── Records ──
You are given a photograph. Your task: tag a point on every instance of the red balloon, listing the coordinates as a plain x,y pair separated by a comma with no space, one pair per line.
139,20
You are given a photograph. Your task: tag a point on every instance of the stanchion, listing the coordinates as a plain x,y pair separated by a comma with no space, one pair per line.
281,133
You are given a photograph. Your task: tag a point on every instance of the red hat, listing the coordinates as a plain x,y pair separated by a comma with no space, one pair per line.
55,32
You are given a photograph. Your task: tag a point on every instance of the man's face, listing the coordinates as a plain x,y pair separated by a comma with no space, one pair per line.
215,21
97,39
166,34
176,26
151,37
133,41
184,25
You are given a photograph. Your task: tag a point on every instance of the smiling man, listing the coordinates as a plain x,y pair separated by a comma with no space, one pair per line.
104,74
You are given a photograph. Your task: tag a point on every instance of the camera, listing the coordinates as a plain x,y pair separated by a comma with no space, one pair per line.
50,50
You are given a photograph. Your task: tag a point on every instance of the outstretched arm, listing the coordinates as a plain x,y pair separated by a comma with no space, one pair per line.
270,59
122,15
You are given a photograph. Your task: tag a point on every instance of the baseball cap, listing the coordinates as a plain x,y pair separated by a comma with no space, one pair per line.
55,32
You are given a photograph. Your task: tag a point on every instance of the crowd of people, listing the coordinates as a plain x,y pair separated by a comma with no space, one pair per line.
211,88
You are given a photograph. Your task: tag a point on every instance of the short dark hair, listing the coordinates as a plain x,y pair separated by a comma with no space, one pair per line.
───
#### [Task goal]
Update the lines from the one containing "of the outstretched" through the end of the records by replacing "photograph" with "image", leaving everything else unchanged.

#### [Final result]
You are given a image. Your task: tag a point on every instance of the outstretched arm, listing the coordinates as a plain x,y pair separated by a comma with no space, one pair per line.
270,59
122,15
You are given a image. Your task: tag a point on every instance of the baseball cap, listing the coordinates as a plain x,y pair separated by a comma with no space, one pair per line.
55,32
You are given a image. Your task: tag a point on every instance of the crowd of people, listing the coordinates as a plain x,y pair separated by a comma with no space, one pair per line.
211,88
You are given a image. Your task: tag a point on every instance of the short dark hair, listing the coordinates as a plain x,y pair separated by a comma with no space, one pair per line.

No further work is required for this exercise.